PASSAGE PROVIDED:
┏━━

House Passes $738 Billion Military Bill With Space Force and Parental Leave

But Democratic leaders trumpeted the bill for what it did contain: a White House-approved measure that would extend 12 weeks of paid parental leave to civilian federal employees, a 3 percent pay raise for troops and the end to a Defense Department policy known as the widow’s tax, which prevents the surviving family members of military personnel from receiving their full benefits.

Representative Adam Smith, Democrat of Washington and the chairman of the House Armed Services Committee, issued a scathing defense of the bill on Wednesday, calling it “the most progressive defense bill we have passed in decades.”

“Throughout the negotiations I failed in one way: I was unable to turn President Trump, Leader McConnell and Chairman Inhofe into Democrats and convince them to suddenly accept all of the provisions they despise,” he said in the statement, referring to Senators Mitch McConnell of Kentucky, the majority leader, and James M. Inhofe of Oklahoma, the chairman of the Senate Armed Services Committee.

┗━━

WRITTEN TASK A: Summarize the passage on the military bill in two sentences.

RECORDS:
┏━━

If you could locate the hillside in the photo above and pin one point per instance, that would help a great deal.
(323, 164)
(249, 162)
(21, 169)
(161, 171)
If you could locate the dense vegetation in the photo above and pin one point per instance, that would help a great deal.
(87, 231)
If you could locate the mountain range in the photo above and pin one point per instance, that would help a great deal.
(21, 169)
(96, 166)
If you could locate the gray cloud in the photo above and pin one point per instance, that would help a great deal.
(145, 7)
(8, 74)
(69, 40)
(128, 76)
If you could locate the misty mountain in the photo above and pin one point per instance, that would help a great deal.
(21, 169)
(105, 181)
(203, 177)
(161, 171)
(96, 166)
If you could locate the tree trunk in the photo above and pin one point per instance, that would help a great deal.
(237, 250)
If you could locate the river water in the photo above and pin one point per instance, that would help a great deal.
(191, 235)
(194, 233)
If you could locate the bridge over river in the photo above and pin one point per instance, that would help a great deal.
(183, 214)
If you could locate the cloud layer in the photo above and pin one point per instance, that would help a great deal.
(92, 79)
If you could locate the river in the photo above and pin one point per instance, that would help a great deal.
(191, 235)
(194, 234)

┗━━

WRITTEN TASK B: Resize the records starting at the line that contains "If you could locate the dense" and ending at the last line of the records. Write each of those lines again, requests included, with every point coordinate multiplied by 1.2 and rounded to a whole number, halves rounded up.

RESULT A: Democratic leaders promoted the $738 billion military bill for what it contained: 12 weeks of paid parental leave for civilian federal employees, a 3 percent pay raise for troops and an end to the widow's tax. Representative Adam Smith, chairman of the House Armed Services Committee, called it "the most progressive defense bill we have passed in decades" and said his one failure was being unable to turn President Trump, Leader McConnell and Chairman Inhofe into Democrats.

RESULT B:
If you could locate the dense vegetation in the photo above and pin one point per instance, that would help a great deal.
(104, 277)
If you could locate the mountain range in the photo above and pin one point per instance, that would help a great deal.
(25, 203)
(115, 199)
If you could locate the gray cloud in the photo above and pin one point per instance, that would help a great deal.
(174, 8)
(10, 89)
(83, 48)
(154, 91)
If you could locate the misty mountain in the photo above and pin one point per instance, that would help a great deal.
(25, 203)
(126, 217)
(244, 212)
(193, 205)
(115, 199)
If you could locate the tree trunk in the photo above and pin one point per instance, that would help a great deal.
(284, 300)
If you could locate the river water in the photo above and pin one point per instance, that would help a great deal.
(229, 282)
(233, 280)
If you could locate the bridge over river in the photo above and pin one point per instance, that would help a great deal.
(220, 257)
If you could locate the cloud layer in the photo above and pin one point per instance, that would help a great deal.
(110, 95)
If you could locate the river in the photo above and pin one point per instance, that would help a great deal.
(229, 282)
(233, 281)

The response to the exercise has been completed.